(Stored records)
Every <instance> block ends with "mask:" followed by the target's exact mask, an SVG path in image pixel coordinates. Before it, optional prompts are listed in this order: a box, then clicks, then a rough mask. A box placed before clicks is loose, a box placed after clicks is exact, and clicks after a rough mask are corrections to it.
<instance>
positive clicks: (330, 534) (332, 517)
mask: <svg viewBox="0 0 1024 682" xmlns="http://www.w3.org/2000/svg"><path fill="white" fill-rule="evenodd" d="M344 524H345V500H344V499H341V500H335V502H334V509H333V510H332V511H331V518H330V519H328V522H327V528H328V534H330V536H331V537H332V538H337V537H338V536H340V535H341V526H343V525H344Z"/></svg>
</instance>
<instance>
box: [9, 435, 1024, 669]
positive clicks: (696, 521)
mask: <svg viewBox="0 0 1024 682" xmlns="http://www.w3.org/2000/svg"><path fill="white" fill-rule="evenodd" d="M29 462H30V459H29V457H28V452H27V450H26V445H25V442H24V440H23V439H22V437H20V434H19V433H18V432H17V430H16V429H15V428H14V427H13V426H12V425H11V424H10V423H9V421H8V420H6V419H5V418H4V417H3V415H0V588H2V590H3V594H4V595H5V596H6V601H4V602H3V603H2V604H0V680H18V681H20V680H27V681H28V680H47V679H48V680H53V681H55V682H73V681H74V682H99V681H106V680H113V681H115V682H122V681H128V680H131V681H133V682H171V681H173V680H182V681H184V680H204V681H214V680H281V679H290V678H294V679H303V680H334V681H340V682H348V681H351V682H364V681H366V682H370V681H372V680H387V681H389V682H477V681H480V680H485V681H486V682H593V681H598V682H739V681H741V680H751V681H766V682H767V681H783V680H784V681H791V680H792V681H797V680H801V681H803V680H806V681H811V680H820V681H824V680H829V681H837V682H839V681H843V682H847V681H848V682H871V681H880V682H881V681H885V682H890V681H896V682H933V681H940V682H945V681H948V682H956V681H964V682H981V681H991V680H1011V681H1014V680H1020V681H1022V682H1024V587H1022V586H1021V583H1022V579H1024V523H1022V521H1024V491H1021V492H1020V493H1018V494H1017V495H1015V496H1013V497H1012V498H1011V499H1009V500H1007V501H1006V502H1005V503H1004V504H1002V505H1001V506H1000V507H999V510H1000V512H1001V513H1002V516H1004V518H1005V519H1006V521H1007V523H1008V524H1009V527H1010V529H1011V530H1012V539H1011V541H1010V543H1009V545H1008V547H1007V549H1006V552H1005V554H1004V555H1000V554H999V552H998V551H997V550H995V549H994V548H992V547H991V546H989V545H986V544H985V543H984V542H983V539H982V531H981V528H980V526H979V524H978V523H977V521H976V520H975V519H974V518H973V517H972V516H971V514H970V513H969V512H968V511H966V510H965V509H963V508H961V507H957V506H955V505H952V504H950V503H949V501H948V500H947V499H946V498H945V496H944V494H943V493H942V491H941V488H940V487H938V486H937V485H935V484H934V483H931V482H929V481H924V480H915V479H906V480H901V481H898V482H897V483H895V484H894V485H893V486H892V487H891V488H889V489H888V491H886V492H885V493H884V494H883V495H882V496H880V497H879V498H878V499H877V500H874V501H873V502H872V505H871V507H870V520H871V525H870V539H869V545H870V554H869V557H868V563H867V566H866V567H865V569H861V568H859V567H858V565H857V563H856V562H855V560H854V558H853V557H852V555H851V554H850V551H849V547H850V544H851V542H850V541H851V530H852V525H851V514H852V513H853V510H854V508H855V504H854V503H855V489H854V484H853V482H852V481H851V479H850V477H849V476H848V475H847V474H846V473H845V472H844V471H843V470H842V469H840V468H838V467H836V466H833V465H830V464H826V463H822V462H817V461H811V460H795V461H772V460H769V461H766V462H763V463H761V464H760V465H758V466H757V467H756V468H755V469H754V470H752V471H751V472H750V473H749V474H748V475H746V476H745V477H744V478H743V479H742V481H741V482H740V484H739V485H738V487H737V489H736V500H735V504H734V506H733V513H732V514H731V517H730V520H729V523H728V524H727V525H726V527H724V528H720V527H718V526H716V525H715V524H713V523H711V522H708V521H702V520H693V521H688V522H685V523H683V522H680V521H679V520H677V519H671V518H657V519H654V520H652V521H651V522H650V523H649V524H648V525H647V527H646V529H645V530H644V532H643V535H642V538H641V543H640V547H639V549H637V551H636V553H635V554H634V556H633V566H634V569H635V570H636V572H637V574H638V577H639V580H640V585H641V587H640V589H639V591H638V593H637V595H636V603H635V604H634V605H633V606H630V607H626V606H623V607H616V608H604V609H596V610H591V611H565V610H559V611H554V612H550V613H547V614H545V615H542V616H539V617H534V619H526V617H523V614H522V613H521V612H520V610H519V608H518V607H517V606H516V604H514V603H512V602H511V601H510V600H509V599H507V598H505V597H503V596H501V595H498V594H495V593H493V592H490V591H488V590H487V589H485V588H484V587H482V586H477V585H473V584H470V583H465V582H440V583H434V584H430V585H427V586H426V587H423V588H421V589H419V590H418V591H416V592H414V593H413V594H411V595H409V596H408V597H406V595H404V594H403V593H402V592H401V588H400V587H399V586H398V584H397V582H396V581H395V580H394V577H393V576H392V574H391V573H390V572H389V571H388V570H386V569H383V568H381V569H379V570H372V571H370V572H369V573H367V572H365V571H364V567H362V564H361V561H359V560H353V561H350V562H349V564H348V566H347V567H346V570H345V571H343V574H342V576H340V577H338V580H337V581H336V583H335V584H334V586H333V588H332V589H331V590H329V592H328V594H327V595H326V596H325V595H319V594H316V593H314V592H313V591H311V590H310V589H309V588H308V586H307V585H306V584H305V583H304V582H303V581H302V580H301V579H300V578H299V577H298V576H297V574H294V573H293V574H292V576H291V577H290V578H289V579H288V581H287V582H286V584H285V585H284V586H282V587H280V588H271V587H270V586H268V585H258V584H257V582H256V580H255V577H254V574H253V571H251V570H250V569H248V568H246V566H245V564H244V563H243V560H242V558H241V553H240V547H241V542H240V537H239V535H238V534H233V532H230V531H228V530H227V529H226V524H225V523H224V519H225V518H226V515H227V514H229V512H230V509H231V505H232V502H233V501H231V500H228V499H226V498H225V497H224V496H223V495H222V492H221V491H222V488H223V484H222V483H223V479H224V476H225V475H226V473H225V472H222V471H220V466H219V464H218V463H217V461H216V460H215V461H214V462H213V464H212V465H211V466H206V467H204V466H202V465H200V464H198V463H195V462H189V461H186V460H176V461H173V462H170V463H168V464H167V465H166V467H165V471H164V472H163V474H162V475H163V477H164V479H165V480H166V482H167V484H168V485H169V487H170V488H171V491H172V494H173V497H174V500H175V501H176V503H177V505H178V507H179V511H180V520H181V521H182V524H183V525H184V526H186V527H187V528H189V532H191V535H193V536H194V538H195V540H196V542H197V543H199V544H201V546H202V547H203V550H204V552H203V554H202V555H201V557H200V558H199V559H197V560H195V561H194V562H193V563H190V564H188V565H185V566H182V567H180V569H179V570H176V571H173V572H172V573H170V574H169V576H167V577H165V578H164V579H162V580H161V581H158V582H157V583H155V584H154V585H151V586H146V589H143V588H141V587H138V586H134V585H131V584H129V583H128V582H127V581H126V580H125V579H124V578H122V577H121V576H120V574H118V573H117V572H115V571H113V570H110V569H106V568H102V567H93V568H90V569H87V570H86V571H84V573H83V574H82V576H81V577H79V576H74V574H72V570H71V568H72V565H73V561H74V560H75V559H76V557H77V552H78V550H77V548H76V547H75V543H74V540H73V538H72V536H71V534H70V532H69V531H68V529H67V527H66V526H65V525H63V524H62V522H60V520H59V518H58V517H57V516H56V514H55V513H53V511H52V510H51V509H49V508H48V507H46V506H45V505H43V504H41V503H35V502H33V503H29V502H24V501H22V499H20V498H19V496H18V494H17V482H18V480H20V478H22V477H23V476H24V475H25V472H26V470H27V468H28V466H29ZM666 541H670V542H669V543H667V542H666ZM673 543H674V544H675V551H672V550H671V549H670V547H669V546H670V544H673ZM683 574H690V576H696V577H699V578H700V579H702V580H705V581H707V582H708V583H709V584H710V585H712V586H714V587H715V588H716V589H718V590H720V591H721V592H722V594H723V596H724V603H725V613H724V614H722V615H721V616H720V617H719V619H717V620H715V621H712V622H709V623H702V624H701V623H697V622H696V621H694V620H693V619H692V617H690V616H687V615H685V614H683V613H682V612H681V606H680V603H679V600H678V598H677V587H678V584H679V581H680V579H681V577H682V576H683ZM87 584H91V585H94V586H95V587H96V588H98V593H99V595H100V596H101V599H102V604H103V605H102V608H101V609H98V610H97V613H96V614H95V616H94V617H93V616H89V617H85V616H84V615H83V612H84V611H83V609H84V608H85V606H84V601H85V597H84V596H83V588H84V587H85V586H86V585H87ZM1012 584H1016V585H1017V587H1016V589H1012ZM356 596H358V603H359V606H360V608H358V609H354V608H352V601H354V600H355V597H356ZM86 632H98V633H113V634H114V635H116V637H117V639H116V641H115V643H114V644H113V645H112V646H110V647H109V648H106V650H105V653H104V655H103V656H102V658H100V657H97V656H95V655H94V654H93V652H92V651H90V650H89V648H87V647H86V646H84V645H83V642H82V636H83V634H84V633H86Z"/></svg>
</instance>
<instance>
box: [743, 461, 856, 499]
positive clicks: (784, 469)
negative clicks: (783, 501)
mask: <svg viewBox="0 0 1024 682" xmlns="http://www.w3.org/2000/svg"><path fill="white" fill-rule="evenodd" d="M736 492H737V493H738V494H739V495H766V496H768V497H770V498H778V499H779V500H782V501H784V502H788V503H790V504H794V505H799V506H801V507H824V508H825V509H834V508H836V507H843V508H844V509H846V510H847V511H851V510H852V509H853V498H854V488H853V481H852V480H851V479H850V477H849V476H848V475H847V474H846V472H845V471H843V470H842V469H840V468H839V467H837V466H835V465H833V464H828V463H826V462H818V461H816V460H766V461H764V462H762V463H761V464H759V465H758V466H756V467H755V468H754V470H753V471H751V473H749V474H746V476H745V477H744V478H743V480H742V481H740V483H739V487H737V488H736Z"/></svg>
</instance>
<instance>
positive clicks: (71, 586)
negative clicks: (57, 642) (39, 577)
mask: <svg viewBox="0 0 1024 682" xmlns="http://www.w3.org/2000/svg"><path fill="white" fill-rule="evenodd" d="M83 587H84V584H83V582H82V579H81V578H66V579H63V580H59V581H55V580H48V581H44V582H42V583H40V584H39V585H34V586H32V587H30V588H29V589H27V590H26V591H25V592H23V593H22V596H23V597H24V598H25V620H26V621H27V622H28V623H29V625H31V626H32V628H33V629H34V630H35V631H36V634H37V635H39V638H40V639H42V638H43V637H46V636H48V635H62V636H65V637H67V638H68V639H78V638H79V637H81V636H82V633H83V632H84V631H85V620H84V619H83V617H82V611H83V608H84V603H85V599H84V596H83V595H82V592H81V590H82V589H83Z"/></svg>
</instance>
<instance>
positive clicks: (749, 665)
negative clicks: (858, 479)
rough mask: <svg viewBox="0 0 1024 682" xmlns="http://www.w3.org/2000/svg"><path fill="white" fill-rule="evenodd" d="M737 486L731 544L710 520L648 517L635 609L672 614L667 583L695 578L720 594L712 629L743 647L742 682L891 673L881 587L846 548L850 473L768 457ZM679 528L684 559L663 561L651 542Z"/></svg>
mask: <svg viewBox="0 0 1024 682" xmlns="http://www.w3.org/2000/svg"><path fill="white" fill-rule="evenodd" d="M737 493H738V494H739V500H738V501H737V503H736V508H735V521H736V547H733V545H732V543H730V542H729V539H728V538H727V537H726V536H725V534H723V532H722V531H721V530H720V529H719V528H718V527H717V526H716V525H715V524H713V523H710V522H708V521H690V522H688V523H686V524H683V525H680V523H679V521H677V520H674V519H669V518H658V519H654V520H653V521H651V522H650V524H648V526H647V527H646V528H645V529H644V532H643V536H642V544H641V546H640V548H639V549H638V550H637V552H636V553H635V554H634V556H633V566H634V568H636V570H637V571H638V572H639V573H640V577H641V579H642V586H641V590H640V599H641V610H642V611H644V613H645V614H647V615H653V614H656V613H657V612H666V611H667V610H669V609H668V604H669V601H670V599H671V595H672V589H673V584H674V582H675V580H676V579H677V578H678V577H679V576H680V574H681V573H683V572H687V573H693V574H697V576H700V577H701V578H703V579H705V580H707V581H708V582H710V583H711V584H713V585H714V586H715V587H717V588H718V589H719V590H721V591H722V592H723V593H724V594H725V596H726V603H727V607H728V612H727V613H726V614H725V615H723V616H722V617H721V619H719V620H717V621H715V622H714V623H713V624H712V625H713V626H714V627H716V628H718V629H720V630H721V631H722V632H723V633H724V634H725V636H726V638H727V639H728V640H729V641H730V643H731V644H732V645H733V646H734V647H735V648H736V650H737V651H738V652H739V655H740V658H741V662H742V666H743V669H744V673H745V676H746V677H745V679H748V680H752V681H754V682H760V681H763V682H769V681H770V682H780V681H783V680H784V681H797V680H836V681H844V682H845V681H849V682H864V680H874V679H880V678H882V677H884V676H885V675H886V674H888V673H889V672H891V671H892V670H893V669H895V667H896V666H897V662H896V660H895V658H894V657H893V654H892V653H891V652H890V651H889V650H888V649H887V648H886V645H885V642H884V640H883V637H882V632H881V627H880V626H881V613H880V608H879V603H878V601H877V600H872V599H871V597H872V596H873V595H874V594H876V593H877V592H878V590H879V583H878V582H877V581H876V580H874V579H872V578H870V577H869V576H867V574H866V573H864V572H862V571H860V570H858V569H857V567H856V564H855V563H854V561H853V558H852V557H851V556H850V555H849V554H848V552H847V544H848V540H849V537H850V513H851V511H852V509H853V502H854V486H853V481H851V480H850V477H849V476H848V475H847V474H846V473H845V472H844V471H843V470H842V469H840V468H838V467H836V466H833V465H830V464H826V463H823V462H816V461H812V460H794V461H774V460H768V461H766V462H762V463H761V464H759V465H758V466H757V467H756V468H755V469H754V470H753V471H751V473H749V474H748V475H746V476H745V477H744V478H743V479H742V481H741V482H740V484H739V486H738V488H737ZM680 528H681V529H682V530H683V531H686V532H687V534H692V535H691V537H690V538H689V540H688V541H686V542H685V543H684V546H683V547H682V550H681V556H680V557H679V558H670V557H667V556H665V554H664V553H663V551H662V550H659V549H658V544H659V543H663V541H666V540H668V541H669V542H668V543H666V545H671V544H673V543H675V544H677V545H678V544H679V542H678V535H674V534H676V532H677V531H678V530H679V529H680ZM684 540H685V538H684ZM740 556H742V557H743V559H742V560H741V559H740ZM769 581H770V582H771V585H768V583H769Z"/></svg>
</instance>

What to work on: Convert the listing, starting at its first line and ending at the line containing "positive clicks: (330, 534) (332, 517)", into a Markdown table with the columns Row and Line, numbering each line and leaving out blank lines.

Solution to this problem:
| Row | Line |
|---|---|
| 1 | Every <instance> block ends with "mask:" followed by the target's exact mask, an SVG path in image pixel coordinates. Before it, optional prompts are listed in this order: a box, then clicks, then a rough mask. A box placed before clicks is loose, a box placed after clicks is exact, and clicks after a rough mask are corrections to it. |
| 2 | <instance> |
| 3 | positive clicks: (330, 534) (332, 517) |